*** TEXT EXTRACT ***

All engineers can enhance their mixed-signal low-power structural verification productivity by learning while doing with a PIEA RAK (Power Intent Export Assistant Rapid Adoption Kit). They can verify the mixed-signal chip by a generating macromodel for their analog block automatically, and run it through Conformal Low Power (CLP) to perform a low power structural check.  

The power structure integrity of a mixed-signal, low-power block is verified via Conformal Low Power integrated into the Virtuoso Schematic Editor Power Intent Export Assistant (VSE-PIEA). Here is the flow.

 

Applying the flow iteratively from lower to higher levels can verify the power structure.

Cadence customers can learn more in a Rapid Adoption Kit (RAK) titled IC 6.1.5 Virtuoso Schematic Editor XL PIEA, Conformal Low Power: Mixed-Signal Low Power Structural Verification.

The RAK includes Rapid Adoption Kit with demo design (instructions are provided on how to setup the user environment). It Introduces the Power Intent Export Assistant (PIEA) feature that has been implemented in the Virtuoso IC615 release.  The power intent extracted is then verified by calling Conformal Low Power (CLP) inside the Virtuoso environment.

  • Last Update: 11/15/2012.

***

* **PROBLEMS**:
a) Answer these questions from the PIEA text:
(i) Which tool performs the low power structural check?
(ii) In which Virtuoso release was the Power Intent Export Assistant feature implemented?
(iii) What date is given as the last update?
b) Please count the lines in the rows that contain the string "rocky", and reply with the number alone.
The PIEA text above has no connection to the rows that come after it.

*** DATA FOR THIS EXERCISE ***

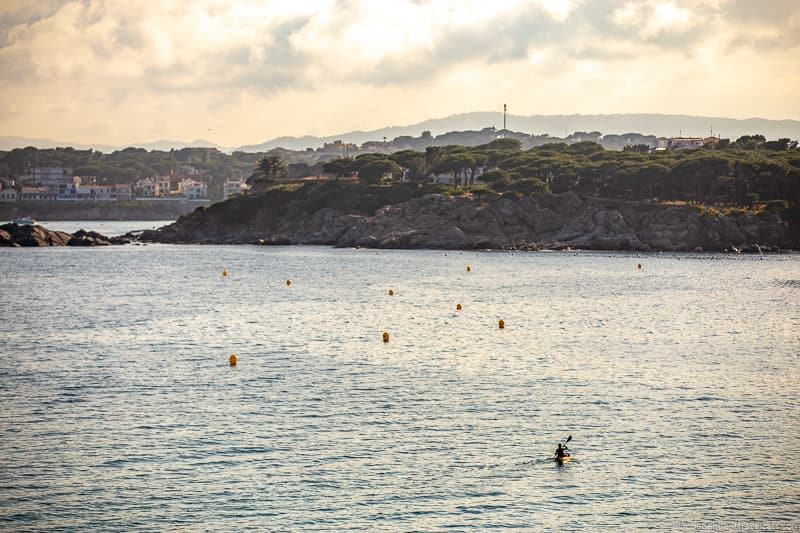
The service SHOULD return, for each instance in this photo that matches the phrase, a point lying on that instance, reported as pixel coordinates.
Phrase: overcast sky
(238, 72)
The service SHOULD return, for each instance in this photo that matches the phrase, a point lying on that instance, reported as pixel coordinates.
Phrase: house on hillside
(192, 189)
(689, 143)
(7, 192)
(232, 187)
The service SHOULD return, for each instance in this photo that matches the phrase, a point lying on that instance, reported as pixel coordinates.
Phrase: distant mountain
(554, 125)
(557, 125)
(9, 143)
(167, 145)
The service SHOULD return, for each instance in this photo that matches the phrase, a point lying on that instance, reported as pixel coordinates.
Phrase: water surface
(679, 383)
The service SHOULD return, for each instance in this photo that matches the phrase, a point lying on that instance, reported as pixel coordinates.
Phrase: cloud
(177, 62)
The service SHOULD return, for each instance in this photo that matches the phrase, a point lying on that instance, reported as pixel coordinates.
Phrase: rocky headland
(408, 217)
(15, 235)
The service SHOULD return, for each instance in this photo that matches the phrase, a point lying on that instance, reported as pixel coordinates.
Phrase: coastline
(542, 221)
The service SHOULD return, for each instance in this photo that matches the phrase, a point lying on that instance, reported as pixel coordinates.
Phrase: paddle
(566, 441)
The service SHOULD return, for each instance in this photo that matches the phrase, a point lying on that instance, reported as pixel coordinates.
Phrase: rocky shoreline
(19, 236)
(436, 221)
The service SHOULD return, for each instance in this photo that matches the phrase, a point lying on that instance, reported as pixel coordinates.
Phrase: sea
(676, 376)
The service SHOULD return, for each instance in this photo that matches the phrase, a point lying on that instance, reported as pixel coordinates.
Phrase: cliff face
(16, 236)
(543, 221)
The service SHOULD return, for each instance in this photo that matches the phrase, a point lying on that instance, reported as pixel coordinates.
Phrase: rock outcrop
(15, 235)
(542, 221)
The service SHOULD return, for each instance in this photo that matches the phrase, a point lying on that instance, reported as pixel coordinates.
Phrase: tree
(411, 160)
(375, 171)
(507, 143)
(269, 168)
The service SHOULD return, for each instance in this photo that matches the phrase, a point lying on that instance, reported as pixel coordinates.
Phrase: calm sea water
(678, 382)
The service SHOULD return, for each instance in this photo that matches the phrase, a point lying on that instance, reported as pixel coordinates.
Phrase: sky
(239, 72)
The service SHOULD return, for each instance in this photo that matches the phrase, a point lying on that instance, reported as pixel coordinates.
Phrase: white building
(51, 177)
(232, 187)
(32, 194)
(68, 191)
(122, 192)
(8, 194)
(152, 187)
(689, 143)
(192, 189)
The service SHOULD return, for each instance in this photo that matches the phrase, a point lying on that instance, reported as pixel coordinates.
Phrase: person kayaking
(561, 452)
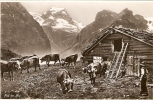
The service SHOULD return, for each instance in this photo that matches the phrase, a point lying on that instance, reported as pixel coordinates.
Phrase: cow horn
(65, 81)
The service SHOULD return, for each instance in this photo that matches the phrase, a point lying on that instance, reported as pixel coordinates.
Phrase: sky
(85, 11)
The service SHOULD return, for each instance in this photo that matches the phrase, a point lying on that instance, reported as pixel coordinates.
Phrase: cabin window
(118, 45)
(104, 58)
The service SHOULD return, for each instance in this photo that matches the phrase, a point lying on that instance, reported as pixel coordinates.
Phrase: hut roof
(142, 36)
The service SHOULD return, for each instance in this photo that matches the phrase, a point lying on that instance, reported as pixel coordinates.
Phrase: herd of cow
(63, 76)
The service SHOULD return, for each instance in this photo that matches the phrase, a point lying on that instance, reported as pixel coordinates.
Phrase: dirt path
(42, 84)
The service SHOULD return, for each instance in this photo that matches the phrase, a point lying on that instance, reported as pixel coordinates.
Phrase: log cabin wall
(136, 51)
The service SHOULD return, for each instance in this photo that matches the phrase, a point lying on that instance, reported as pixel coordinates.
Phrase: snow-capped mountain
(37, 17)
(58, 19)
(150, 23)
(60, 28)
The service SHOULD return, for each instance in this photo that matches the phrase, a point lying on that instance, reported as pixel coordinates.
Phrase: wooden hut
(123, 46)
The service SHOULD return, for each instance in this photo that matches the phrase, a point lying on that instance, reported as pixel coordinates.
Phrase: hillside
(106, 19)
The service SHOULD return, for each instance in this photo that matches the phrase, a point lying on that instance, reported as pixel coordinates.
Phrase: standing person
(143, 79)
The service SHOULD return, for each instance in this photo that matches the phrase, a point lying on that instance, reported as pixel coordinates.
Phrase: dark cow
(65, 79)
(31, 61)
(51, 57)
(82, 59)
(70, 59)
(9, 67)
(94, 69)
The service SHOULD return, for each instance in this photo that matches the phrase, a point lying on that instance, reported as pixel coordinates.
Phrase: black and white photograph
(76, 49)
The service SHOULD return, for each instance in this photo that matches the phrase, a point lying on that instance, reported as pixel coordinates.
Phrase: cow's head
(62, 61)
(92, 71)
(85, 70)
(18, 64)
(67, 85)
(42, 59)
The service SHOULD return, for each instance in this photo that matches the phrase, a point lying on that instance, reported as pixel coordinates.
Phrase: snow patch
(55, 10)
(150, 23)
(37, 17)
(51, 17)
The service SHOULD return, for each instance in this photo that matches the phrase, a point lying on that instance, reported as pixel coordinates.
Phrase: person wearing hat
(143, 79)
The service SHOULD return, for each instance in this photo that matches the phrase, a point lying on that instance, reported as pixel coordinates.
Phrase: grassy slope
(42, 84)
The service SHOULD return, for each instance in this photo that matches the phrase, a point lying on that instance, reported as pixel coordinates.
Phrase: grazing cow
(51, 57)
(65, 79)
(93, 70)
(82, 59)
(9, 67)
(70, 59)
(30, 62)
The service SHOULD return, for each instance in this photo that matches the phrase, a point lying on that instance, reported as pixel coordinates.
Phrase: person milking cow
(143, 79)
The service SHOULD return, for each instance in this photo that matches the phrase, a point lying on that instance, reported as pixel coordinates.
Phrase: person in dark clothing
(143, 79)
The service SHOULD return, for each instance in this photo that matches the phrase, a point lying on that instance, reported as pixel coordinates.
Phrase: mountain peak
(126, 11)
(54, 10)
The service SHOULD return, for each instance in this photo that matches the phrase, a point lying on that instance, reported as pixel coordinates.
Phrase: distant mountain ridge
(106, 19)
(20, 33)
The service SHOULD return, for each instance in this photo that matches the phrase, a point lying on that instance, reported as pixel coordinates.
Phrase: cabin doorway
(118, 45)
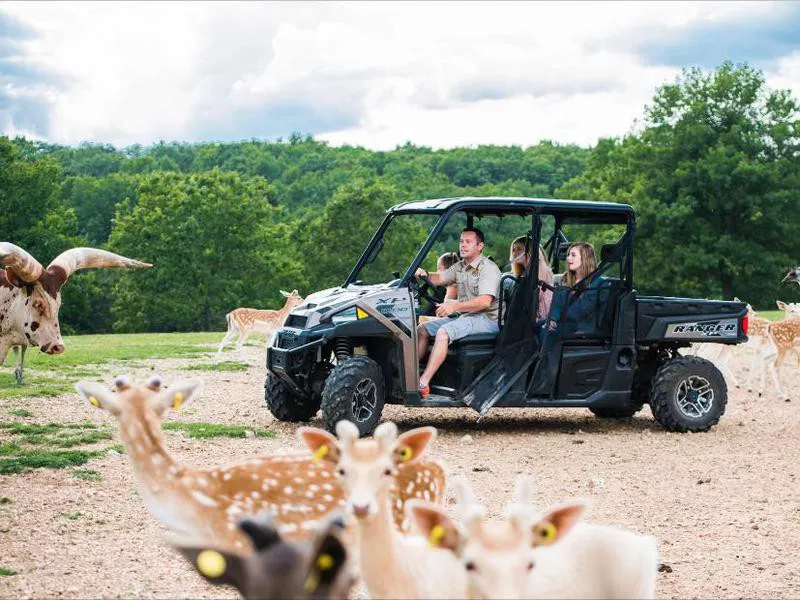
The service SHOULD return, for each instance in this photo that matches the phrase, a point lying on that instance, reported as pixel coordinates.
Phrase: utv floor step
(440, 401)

***

* **COMPLETED EXERCISE**:
a)
(i) Conformal Low Power (CLP)
(ii) IC615
(iii) 11/15/2012

b) 2